WORK TO COMPLETE » Among these entries, count the lines containing the word "white" and answer with only the number.

DATA UNDER STUDY »
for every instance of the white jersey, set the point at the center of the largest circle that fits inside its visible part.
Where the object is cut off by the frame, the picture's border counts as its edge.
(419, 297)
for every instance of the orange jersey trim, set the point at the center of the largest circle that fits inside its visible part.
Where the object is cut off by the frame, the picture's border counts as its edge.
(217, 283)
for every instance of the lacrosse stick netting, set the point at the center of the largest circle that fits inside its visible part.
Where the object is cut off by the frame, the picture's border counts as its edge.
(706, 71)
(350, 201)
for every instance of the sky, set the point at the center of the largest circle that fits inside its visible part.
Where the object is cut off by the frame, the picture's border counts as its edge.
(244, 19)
---
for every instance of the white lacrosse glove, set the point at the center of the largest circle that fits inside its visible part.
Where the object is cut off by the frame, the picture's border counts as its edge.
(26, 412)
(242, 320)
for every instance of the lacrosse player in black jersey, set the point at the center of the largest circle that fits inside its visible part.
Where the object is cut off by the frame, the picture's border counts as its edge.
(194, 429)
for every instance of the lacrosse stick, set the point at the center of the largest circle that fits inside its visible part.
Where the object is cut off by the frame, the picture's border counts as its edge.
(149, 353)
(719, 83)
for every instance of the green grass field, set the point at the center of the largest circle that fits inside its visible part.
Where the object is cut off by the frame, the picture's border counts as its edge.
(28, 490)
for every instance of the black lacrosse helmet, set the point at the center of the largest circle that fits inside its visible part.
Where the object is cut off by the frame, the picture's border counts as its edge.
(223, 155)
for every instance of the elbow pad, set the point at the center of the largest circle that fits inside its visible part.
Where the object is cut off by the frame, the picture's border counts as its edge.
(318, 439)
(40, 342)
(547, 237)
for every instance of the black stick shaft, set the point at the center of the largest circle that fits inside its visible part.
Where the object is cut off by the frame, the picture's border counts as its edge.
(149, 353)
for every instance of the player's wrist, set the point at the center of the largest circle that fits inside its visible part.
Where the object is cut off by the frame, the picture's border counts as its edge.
---
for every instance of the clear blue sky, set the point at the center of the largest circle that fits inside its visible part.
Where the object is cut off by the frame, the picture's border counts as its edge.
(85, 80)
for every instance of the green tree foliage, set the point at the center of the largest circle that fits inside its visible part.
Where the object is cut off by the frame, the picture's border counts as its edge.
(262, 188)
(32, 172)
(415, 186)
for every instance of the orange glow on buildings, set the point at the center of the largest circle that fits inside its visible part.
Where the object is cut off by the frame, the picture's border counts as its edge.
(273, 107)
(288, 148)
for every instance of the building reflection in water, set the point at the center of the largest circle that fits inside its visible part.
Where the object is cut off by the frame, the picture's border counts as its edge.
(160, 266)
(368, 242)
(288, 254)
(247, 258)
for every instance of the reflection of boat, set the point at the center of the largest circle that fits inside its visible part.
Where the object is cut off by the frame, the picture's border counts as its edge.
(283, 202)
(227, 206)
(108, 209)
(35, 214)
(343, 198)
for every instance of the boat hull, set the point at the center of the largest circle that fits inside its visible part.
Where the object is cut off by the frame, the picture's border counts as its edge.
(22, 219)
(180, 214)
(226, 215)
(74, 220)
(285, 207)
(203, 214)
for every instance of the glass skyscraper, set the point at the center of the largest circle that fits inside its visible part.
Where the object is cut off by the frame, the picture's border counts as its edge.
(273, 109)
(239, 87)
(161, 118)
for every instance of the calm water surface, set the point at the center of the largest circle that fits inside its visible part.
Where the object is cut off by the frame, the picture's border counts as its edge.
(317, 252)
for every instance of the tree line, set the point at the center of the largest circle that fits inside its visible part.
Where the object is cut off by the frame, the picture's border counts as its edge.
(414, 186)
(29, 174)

RESULT OF THE TASK » 2